FRAGMENTO SELECCIONADO —
-------

A santa María Soledad Torres Acosta, monja madrileña del siglo XIX, la consagró el papa Pablo VI como patrona de las viudas, extraño patrocinio para una virgen, mas ya se sabe cómo son de inescrutables los designios divinos y, aún más si cabe, los caprichos pontificios. Unos años después, en el vasto solar que dejó la demolición de lo que quedaba del palacio de los condes de Sástago, el Ayuntamiento de Madrid abrió la más desolada de las plazas del centro y la bautizó con el nombre de la santa. Desolada, que no solitaria pues los soportales que un arquitecto ingenuo, o desalmado, ordenó levantar, convirtieron en un tiempo muy breve, la nueva plaza, dura y desangelada en refugio nocturno y patio de vecinos diurno de las huestes de Monipodio y sus afines. No llovieron del cielo, ni vinieron de lejos, las prostitutas y los proxenetas, los alcohólicos y los toxicómanos, pequeños delincuentes, carteristas, rateros y descuideros que ya se ganaban la mala vida por los alrededores, a la busca o a la rapiña de los bienes ajenos, impúdicamente exhibidos por los paseantes burgueses, viajeros y turistas de las grandes vías del centro.

-------

INFORMACIÓN EXTRAÍDA —
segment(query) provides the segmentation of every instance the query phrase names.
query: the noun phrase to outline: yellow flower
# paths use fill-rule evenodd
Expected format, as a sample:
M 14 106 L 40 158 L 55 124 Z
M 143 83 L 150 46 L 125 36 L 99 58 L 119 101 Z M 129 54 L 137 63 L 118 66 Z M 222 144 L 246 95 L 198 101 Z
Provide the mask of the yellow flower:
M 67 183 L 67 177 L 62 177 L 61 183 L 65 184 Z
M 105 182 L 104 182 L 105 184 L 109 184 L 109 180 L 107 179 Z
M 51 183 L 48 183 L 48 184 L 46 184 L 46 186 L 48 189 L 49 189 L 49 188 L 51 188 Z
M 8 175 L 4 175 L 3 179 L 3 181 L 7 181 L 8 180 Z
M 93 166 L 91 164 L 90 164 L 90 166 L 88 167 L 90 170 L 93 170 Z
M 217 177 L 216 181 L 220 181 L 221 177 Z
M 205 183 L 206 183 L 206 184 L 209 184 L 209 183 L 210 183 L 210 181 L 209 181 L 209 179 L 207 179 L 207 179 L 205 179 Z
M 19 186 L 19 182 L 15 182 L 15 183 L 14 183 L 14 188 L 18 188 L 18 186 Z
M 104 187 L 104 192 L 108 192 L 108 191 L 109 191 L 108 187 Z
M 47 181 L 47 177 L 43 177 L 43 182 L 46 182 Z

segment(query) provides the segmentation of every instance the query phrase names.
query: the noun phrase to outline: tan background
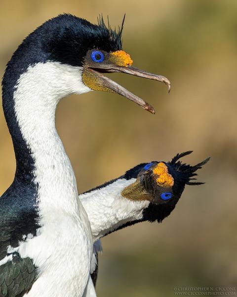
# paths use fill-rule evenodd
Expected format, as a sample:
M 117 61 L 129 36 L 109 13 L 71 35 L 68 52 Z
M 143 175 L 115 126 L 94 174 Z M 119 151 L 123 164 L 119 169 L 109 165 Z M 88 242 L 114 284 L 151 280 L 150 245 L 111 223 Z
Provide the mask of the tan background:
M 152 115 L 118 95 L 90 92 L 63 100 L 56 125 L 81 192 L 142 162 L 210 156 L 161 224 L 142 223 L 103 240 L 98 296 L 173 296 L 173 287 L 237 287 L 237 2 L 226 0 L 0 1 L 0 75 L 22 39 L 45 20 L 70 12 L 112 26 L 126 16 L 123 50 L 133 65 L 165 75 L 160 83 L 111 77 L 148 101 Z M 0 192 L 15 161 L 0 111 Z

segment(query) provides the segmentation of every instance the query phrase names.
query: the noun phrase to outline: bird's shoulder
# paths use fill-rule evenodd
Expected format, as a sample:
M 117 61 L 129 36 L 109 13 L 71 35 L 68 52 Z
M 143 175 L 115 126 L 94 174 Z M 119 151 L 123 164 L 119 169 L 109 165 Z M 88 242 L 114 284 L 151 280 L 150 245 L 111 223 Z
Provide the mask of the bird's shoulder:
M 22 297 L 36 279 L 36 267 L 29 257 L 21 258 L 17 252 L 0 265 L 0 297 Z

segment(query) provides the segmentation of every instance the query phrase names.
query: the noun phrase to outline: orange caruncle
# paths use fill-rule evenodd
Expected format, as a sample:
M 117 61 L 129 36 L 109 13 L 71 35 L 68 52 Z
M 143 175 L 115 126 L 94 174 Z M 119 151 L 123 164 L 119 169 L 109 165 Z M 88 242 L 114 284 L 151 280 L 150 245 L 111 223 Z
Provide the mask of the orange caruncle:
M 126 53 L 123 50 L 117 50 L 112 52 L 111 54 L 116 57 L 116 60 L 119 60 L 119 66 L 125 66 L 127 67 L 128 65 L 132 65 L 132 60 L 128 53 Z
M 168 168 L 166 165 L 160 162 L 157 164 L 157 167 L 153 170 L 154 174 L 158 175 L 156 182 L 161 186 L 172 187 L 174 185 L 174 179 L 171 174 L 168 173 Z

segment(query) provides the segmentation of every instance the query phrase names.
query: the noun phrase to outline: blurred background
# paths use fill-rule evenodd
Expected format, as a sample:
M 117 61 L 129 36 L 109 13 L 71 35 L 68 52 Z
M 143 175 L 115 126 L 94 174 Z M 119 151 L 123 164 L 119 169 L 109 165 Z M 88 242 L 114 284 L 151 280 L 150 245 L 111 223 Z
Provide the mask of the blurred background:
M 36 27 L 69 12 L 93 23 L 103 13 L 112 28 L 124 13 L 123 49 L 133 65 L 163 75 L 164 84 L 110 76 L 150 103 L 152 115 L 118 95 L 90 92 L 59 103 L 56 126 L 79 193 L 136 164 L 194 151 L 211 156 L 161 224 L 143 223 L 102 240 L 98 296 L 173 296 L 174 287 L 237 287 L 237 1 L 233 0 L 8 0 L 0 1 L 0 75 Z M 0 111 L 0 194 L 15 160 Z

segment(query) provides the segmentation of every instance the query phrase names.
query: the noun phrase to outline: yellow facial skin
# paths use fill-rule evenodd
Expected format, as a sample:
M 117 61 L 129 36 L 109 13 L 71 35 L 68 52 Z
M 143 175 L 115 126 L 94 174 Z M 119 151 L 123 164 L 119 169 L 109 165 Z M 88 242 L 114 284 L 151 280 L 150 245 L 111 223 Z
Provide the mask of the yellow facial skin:
M 94 91 L 103 91 L 109 93 L 115 93 L 115 91 L 111 90 L 109 88 L 103 86 L 103 83 L 100 81 L 100 76 L 88 70 L 88 68 L 98 67 L 100 68 L 100 64 L 106 65 L 116 65 L 119 66 L 127 67 L 132 65 L 132 60 L 130 55 L 126 53 L 123 50 L 117 50 L 110 53 L 105 53 L 104 60 L 101 63 L 93 62 L 90 60 L 89 56 L 85 59 L 85 65 L 82 73 L 82 81 L 84 84 Z M 90 64 L 91 65 L 90 65 Z M 102 74 L 101 74 L 102 75 Z
M 144 174 L 148 172 L 144 172 Z M 168 173 L 168 168 L 163 162 L 160 162 L 152 169 L 153 178 L 156 181 L 158 187 L 170 188 L 174 185 L 174 179 L 171 174 Z M 137 180 L 125 188 L 121 192 L 122 196 L 129 200 L 141 201 L 147 200 L 153 201 L 155 197 L 148 193 L 144 186 L 140 183 L 140 177 L 138 175 Z

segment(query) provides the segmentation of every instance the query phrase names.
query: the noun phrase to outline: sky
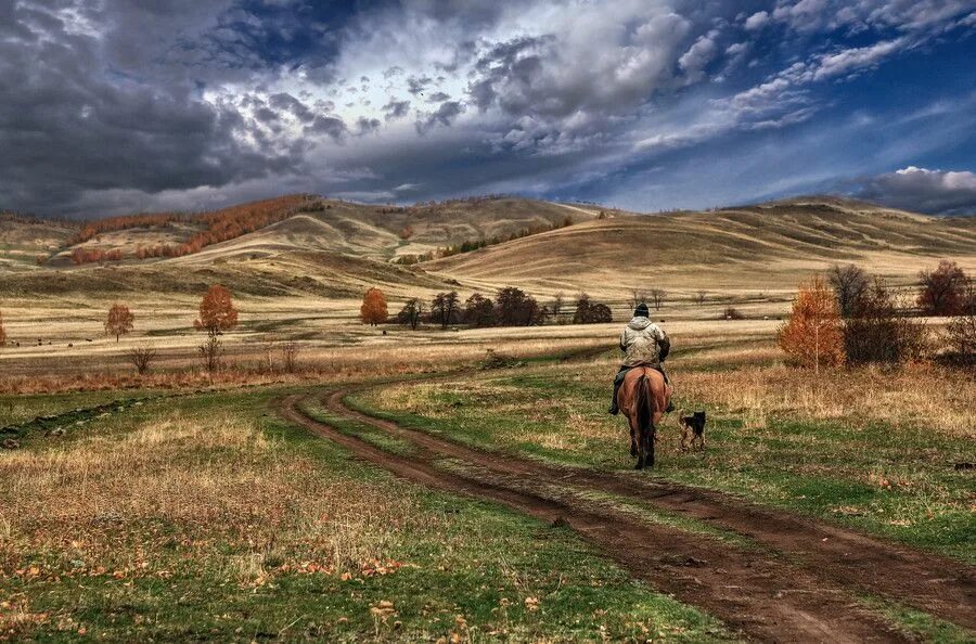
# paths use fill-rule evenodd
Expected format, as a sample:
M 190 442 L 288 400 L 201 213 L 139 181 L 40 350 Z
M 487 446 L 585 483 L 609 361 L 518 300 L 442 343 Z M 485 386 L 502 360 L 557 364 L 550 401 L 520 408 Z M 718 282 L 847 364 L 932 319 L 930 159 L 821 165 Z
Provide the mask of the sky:
M 0 210 L 976 214 L 976 0 L 0 0 Z

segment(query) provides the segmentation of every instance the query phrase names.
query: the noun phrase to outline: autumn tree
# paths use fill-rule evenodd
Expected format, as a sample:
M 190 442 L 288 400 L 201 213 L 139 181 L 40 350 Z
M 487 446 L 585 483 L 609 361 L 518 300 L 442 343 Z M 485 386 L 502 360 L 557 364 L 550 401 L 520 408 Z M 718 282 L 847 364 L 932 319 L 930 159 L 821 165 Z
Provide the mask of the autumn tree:
M 850 318 L 853 314 L 855 308 L 871 285 L 868 273 L 853 263 L 847 266 L 835 263 L 827 273 L 827 281 L 837 297 L 842 318 Z
M 108 309 L 108 319 L 105 321 L 105 333 L 114 335 L 115 342 L 118 342 L 119 336 L 132 331 L 132 323 L 134 321 L 136 315 L 129 311 L 129 307 L 116 302 Z
M 431 319 L 440 323 L 441 329 L 453 324 L 458 319 L 458 292 L 438 293 L 431 301 Z
M 231 294 L 224 286 L 214 284 L 200 302 L 200 317 L 193 325 L 207 333 L 207 339 L 200 345 L 200 357 L 207 371 L 217 371 L 220 365 L 222 346 L 220 334 L 237 325 L 237 309 L 231 301 Z
M 362 306 L 359 307 L 359 317 L 363 324 L 376 326 L 386 323 L 387 318 L 386 296 L 378 288 L 370 288 L 362 296 Z
M 424 305 L 418 298 L 408 299 L 407 304 L 403 305 L 403 308 L 400 309 L 400 312 L 397 313 L 397 322 L 403 324 L 404 326 L 410 326 L 411 330 L 416 331 L 416 326 L 420 324 L 421 318 L 424 315 Z
M 837 366 L 844 362 L 844 332 L 837 299 L 820 275 L 800 284 L 789 319 L 776 339 L 789 359 L 801 365 Z
M 927 335 L 923 323 L 900 314 L 894 294 L 876 278 L 860 293 L 844 322 L 844 353 L 848 364 L 896 364 L 921 357 Z
M 540 321 L 539 304 L 515 286 L 505 286 L 495 299 L 495 318 L 499 326 L 531 326 Z
M 920 273 L 919 306 L 929 315 L 958 315 L 966 300 L 968 278 L 958 263 L 943 259 L 934 271 Z

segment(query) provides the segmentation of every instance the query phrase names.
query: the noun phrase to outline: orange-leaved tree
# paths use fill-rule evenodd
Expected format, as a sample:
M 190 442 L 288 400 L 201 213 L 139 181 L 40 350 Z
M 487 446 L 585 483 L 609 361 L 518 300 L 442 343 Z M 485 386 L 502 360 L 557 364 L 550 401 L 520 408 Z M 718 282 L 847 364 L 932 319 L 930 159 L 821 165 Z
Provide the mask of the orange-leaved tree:
M 210 286 L 200 301 L 200 318 L 193 325 L 207 332 L 206 342 L 200 346 L 200 357 L 207 371 L 216 371 L 220 365 L 219 335 L 237 325 L 237 309 L 231 301 L 230 291 L 220 284 Z
M 375 326 L 386 322 L 386 296 L 378 288 L 370 288 L 362 296 L 362 306 L 359 307 L 359 317 L 363 324 Z
M 129 307 L 115 302 L 112 305 L 112 308 L 108 309 L 108 319 L 105 320 L 105 333 L 114 335 L 115 342 L 118 342 L 119 336 L 132 331 L 132 323 L 134 321 L 136 315 L 132 314 Z
M 820 275 L 800 284 L 793 312 L 780 326 L 780 348 L 801 366 L 838 366 L 844 363 L 844 332 L 837 298 Z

-------

INSTRUCCIÓN — Cita completo y sin ningún cambio el fragmento sobre la plaza de Santa María Soledad Torres Acosta. El listado no tiene relación con el fragmento.

RESPUESTA —
A santa María Soledad Torres Acosta, monja madrileña del siglo XIX, la consagró el papa Pablo VI como patrona de las viudas, extraño patrocinio para una virgen, mas ya se sabe cómo son de inescrutables los designios divinos y, aún más si cabe, los caprichos pontificios. Unos años después, en el vasto solar que dejó la demolición de lo que quedaba del palacio de los condes de Sástago, el Ayuntamiento de Madrid abrió la más desolada de las plazas del centro y la bautizó con el nombre de la santa. Desolada, que no solitaria pues los soportales que un arquitecto ingenuo, o desalmado, ordenó levantar, convirtieron en un tiempo muy breve, la nueva plaza, dura y desangelada en refugio nocturno y patio de vecinos diurno de las huestes de Monipodio y sus afines. No llovieron del cielo, ni vinieron de lejos, las prostitutas y los proxenetas, los alcohólicos y los toxicómanos, pequeños delincuentes, carteristas, rateros y descuideros que ya se ganaban la mala vida por los alrededores, a la busca o a la rapiña de los bienes ajenos, impúdicamente exhibidos por los paseantes burgueses, viajeros y turistas de las grandes vías del centro.